EXERCISE DESCRIPTION>
Write out each entry again. Keep every word exactly as it is.
** begin **
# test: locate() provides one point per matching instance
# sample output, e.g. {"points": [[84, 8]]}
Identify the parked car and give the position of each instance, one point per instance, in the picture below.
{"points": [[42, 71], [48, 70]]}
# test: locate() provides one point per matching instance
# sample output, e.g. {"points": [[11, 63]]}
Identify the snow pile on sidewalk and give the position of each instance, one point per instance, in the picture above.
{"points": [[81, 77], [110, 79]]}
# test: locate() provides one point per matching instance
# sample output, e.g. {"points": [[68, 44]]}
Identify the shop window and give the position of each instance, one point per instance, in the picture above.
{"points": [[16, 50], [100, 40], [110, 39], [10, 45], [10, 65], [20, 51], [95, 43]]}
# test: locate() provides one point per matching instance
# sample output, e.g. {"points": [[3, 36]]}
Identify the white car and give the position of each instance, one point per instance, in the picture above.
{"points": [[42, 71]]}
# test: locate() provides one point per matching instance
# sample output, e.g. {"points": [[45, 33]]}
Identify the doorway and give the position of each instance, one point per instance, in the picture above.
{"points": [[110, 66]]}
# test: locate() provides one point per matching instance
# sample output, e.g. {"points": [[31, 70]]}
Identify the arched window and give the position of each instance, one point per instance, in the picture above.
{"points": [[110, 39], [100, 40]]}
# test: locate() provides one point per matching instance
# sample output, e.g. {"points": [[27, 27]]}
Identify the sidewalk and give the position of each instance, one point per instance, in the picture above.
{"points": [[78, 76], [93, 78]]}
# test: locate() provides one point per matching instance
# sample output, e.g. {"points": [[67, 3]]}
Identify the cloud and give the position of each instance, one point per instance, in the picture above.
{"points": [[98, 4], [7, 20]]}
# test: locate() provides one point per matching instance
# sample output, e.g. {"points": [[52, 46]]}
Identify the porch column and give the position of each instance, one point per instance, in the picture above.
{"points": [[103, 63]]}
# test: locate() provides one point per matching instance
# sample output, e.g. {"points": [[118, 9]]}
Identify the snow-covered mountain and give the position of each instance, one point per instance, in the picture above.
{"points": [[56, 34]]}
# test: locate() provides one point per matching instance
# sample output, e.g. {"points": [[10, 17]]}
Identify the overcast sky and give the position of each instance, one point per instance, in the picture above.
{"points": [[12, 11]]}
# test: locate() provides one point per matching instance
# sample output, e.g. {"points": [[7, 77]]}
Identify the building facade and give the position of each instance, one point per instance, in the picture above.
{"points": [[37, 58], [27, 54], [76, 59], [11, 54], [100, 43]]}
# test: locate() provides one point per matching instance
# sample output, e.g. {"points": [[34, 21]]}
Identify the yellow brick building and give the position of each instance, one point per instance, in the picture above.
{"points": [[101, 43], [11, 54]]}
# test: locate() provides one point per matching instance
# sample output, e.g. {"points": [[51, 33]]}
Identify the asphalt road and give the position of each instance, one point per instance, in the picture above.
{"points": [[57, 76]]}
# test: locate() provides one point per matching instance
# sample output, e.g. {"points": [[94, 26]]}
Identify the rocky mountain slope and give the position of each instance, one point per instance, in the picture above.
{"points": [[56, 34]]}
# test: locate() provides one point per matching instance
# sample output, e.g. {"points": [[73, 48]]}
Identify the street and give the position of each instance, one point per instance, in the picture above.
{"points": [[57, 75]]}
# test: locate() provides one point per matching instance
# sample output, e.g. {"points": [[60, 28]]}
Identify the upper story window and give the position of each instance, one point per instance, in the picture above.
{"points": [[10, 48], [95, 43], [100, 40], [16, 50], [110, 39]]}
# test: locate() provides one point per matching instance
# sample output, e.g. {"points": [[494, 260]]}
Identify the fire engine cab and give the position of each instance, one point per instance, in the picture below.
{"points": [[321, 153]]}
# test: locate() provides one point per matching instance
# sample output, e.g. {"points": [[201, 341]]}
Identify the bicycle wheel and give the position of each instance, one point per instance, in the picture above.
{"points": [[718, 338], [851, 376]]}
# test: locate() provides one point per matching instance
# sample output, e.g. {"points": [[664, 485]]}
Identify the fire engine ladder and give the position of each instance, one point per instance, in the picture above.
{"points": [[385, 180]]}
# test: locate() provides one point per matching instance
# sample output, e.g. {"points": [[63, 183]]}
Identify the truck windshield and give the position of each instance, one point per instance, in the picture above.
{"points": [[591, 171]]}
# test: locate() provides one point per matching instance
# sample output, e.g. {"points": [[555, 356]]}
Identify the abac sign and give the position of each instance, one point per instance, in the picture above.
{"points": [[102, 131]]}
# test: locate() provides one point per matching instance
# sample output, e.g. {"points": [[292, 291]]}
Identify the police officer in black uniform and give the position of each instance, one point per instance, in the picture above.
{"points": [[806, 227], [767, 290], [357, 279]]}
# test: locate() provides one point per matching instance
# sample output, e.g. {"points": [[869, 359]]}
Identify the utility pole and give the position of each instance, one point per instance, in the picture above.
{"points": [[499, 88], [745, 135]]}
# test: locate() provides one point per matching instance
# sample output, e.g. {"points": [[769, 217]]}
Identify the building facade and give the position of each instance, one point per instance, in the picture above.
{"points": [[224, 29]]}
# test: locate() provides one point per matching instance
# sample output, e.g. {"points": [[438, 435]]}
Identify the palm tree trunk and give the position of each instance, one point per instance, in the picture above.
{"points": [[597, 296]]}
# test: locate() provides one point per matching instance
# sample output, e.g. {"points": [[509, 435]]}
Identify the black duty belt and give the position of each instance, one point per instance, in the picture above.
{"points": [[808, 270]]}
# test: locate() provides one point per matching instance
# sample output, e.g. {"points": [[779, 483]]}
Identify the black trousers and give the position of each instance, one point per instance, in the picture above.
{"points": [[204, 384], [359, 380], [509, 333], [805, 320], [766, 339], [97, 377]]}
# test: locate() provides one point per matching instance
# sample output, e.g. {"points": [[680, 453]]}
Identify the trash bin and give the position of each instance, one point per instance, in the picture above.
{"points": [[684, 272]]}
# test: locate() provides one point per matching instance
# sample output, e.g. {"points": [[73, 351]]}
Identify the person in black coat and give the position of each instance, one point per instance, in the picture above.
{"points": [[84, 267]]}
** end **
WRITTEN SOLUTION>
# test: locate() provides one point per matching instance
# sample output, e.g. {"points": [[84, 8]]}
Identify the parked car and give the position of each instance, one point per instance, in the picture below.
{"points": [[42, 71], [48, 70]]}
# test: locate() provides one point per matching instance
# sample output, e.g. {"points": [[11, 63]]}
Identify the snow pile on sidewalk and give the position of each instance, one point per instance, in the picture above.
{"points": [[81, 77], [110, 79]]}
# test: locate() provides one point per matching instance
# sample output, e.g. {"points": [[68, 44]]}
Identify the shop window and give the position of each instance, one point per instance, in the picture above.
{"points": [[16, 50], [100, 40], [110, 39], [10, 45], [10, 65], [20, 51], [95, 43]]}
# test: locate() provides one point per matching instance
# sample output, e.g. {"points": [[3, 36]]}
Identify the white car and give the position of each instance, one point per instance, in the picture above.
{"points": [[42, 71]]}
# test: locate() provides one point per matching instance
# sample output, e.g. {"points": [[45, 33]]}
Identify the doorway and give the position of each instance, one point per instance, in the picture above.
{"points": [[110, 66]]}
# test: locate() provides one point per matching instance
# sample output, e.g. {"points": [[31, 70]]}
Identify the arched window and give the position of each instance, one point per instance, in the picture above.
{"points": [[110, 39], [100, 40]]}
# test: locate() provides one point per matching instance
# sample output, e.g. {"points": [[27, 27]]}
Identify the sidewalk and give the position of each instance, one point per instance, in the picture above.
{"points": [[78, 76], [93, 78]]}
# test: locate() provides one point per matching instance
# sample output, e.g. {"points": [[67, 3]]}
Identify the cloud and give the position of each instance, one point per instance, in the picture above.
{"points": [[98, 4], [7, 20]]}
# test: locate() provides one point per matching instance
# sample output, e.g. {"points": [[52, 46]]}
Identify the porch column and give the position of each instance, one point per instance, in the picture above.
{"points": [[103, 63]]}
# test: locate() provides one point per matching instance
# sample output, e.g. {"points": [[118, 9]]}
Identify the snow-covered mountain and give the position of each instance, one point per instance, in the picture above.
{"points": [[56, 34]]}
# test: locate() provides one point per matching instance
# sample output, e.g. {"points": [[10, 17]]}
Identify the overcast sky and give the position of each instance, one point per instance, in the picture above.
{"points": [[12, 11]]}
# test: locate() provides one point per matching instance
# sample output, e.g. {"points": [[7, 77]]}
Identify the building facade and give the position of each instance, one point per instance, in the picture above.
{"points": [[37, 58], [27, 54], [76, 59], [11, 54], [100, 43]]}
# test: locate() provides one point per matching instance
# sample output, e.g. {"points": [[34, 21]]}
Identify the yellow brick building and give the position of each instance, one point per instance, in the picture above.
{"points": [[101, 43], [11, 54]]}
# test: locate() provides one point per matching instance
# sample output, e.g. {"points": [[51, 33]]}
Identify the asphalt road and give the position of each instance, one point per instance, in the picture above.
{"points": [[57, 76]]}
# test: locate() provides one point per matching instance
# sample output, e.g. {"points": [[94, 26]]}
Identify the rocky mountain slope and give the position of each instance, one point per instance, in the picture above.
{"points": [[56, 34]]}
# test: locate() provides one point per matching instance
# sample output, e.g. {"points": [[73, 48]]}
Identify the street and give the position of each instance, one point per instance, in the picture above.
{"points": [[57, 75]]}
# test: locate() provides one point per matching instance
# sample output, e.g. {"points": [[60, 28]]}
Identify the upper story window and give the position of each instance, one point per instance, in the picture above.
{"points": [[10, 48], [95, 43], [100, 40], [16, 50], [110, 39]]}
# test: locate() provides one point per matching instance
# sample output, e.g. {"points": [[494, 260]]}
Identify the fire engine cab and give the position of each instance, one point per instance, in the picture below.
{"points": [[321, 153]]}
# test: locate() provides one point per matching instance
# sample output, e.g. {"points": [[201, 341]]}
Identify the bicycle wheel and give the position of each instance, one point per instance, in the picture above.
{"points": [[718, 338], [851, 376]]}
# test: locate() provides one point per matching instance
# sample output, e.g. {"points": [[664, 485]]}
Identify the fire engine ladder and give the position of each instance, one point per instance, in the picture above.
{"points": [[385, 180]]}
# test: locate() provides one point per matching instance
# sample output, e.g. {"points": [[63, 183]]}
Identify the truck windshield and give the position of each instance, one point per instance, in the picture above.
{"points": [[591, 171]]}
# test: locate() provides one point per matching instance
# sample output, e.g. {"points": [[555, 356]]}
Identify the abac sign and give the position of each instance, one point per instance, in the picture above.
{"points": [[102, 131]]}
# test: locate() provides one point per matching instance
# sample output, e.g. {"points": [[292, 291]]}
Identify the police officer in black uniform and give the position of each instance, one point per instance, in the picture above.
{"points": [[806, 227], [767, 290], [357, 279]]}
# test: locate() provides one point per matching instance
# sample output, e.g. {"points": [[869, 359]]}
Identify the utility pole and give the position of each instance, one point per instance, in the picture above.
{"points": [[499, 88], [745, 135]]}
# test: locate() provides one point per matching instance
# sample output, e.g. {"points": [[769, 217]]}
Identify the building facade and give the position of each instance, one point per instance, in the picture above.
{"points": [[224, 29]]}
# test: locate() provides one point per matching instance
# sample output, e.g. {"points": [[438, 435]]}
Identify the palm tree trunk and give the position of each instance, one point per instance, in the picture above.
{"points": [[597, 296]]}
# test: locate() provides one point per matching instance
# sample output, e.g. {"points": [[509, 435]]}
Identify the black duty belt and give the position of each instance, one point per instance, in the picture above.
{"points": [[808, 270]]}
# test: locate() provides one point per matching instance
# sample output, e.g. {"points": [[779, 483]]}
Identify the black trousers and give the position of each instance, one point per instance, in the picture above.
{"points": [[204, 384], [359, 380], [509, 333], [805, 320], [766, 339], [97, 377]]}
# test: locate() provides one point per matching instance
# sample output, e.g. {"points": [[680, 453]]}
Identify the trash bin and give the position of each instance, one point per instance, in the picture above.
{"points": [[684, 272]]}
# test: locate() provides one point per matching instance
# sample output, e.g. {"points": [[73, 351]]}
Identify the person in black coat and give the position of each instance, one point per instance, in the picture above.
{"points": [[84, 267]]}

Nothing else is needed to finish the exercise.